◆ **EXTRACT PROVIDED**:
---

As to the ban on natural gas prohibitions, the group said it “will absolutely oppose any effort to ban natural gas or sideline our infrastructure anywhere the effort materializes, statehouse or city steps.”
But the organization said that was “not counter to the environmental goals we all share.”
While direct influence by national trade organizations was not apparent in Kansas’ or Missouri’s discussions about preempting cities from banning new natural gas hookups, the trade group has played a role in other states, according to other reports.
Spire, the American Petroleum Institute, the Missouri Energy Development Association and other trade and business groups, and some municipal utilities supported the legislation in a Missouri Senate committee meeting early this year. Environmental groups and the Missouri Municipal League opposed it.
Similarly, in Kansas, the legislation was backed by trade groups, conservative policy organizations, and business interests. Environmental groups, local governments, and clean energy advocates opposed it.
Documents obtained by the Climate Investigations Center and shared with National Public Radio show an AGA slide presentation from early last year listed a goal of keeping “natural gas an integral part of a clean energy future by reframing the debate.”
Under the organization’s initiatives, it listed “model and preemptive legislation — Introduced in AZ, TN, MN.”
“Communities throughout the United States are debating how to provide affordable, reliable energy while also reducing emissions,” AGA’s statement said. “Those conversations are also taking place at AGA meetings as America’s natural gas utilities share their experiences and leading practices for serving our nation’s evolving energy needs.”

---

Stored records:

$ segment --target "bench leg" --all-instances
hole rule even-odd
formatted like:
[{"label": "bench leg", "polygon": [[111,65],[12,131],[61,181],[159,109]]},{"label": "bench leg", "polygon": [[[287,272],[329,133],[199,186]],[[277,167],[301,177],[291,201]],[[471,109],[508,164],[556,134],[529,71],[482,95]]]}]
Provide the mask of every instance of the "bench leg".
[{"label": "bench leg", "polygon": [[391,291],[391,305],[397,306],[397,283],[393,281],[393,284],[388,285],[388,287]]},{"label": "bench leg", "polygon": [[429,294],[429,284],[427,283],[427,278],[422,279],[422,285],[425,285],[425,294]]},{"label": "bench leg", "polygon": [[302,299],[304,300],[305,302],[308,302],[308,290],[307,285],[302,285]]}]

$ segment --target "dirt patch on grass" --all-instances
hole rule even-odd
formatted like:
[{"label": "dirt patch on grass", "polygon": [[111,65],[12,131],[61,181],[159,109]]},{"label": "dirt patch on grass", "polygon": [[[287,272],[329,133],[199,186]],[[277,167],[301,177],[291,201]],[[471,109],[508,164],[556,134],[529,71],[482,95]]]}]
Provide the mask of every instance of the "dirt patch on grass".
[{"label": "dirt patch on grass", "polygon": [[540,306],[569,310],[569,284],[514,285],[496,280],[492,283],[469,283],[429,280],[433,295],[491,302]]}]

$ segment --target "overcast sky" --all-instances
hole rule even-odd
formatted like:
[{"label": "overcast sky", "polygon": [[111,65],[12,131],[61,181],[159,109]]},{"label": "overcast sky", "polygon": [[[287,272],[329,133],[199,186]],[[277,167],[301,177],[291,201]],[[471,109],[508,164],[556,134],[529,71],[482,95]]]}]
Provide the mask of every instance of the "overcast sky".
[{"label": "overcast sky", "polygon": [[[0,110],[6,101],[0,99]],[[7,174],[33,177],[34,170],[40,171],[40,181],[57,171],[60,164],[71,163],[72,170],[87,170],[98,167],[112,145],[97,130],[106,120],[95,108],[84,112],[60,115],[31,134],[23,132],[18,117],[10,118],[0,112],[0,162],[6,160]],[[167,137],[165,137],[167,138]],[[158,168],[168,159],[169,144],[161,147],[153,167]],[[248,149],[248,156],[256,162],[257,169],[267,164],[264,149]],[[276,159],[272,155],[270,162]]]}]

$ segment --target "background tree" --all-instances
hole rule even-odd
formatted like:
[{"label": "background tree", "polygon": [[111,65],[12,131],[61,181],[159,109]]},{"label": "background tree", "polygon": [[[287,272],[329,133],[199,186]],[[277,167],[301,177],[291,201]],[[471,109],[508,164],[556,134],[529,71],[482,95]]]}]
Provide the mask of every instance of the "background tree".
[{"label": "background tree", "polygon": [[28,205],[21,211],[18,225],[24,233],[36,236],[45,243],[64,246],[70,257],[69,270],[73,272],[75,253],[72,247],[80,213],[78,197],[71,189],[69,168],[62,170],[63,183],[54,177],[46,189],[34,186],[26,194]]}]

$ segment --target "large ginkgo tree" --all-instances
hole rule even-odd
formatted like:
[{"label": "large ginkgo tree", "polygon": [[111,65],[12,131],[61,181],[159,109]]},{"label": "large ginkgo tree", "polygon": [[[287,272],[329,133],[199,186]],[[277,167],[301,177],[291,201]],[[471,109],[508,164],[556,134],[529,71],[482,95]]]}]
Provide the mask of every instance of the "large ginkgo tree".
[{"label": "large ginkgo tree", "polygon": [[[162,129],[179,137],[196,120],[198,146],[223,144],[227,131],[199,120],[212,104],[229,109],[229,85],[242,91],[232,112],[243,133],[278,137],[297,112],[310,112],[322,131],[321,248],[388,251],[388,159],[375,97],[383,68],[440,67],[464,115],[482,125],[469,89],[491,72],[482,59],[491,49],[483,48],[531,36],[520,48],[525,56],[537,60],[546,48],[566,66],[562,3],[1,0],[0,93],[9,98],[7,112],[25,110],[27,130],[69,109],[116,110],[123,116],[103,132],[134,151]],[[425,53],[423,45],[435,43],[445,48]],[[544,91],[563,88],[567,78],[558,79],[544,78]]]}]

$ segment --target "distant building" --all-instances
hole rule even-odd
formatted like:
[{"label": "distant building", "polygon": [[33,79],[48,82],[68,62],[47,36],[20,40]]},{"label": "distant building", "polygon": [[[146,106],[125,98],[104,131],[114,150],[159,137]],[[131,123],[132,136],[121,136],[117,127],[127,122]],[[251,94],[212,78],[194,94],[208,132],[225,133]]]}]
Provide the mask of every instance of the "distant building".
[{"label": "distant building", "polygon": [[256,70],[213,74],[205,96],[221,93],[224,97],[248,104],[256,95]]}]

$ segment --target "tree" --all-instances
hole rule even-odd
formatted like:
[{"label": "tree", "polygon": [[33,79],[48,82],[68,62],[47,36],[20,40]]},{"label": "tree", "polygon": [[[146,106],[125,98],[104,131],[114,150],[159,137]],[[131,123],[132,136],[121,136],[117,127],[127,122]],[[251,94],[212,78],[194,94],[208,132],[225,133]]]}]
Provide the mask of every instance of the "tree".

---

◆ **EXERCISE INSTRUCTIONS**:
1. Quote the natural gas article from "But the organization" to "League opposed it.".
2. According to the natural gas article, who opposed the legislation in the Missouri Senate committee meeting?
The stored records are separate material, apart from the natural gas article.

◆ **TASK-BY-TASK SOLUTIONS**:
1.
But the organization said that was “not counter to the environmental goals we all share.”
While direct influence by national trade organizations was not apparent in Kansas’ or Missouri’s discussions about preempting cities from banning new natural gas hookups, the trade group has played a role in other states, according to other reports.
Spire, the American Petroleum Institute, the Missouri Energy Development Association and other trade and business groups, and some municipal utilities supported the legislation in a Missouri Senate committee meeting early this year. Environmental groups and the Missouri Municipal League opposed it.

2. Environmental groups and the Missouri Municipal League.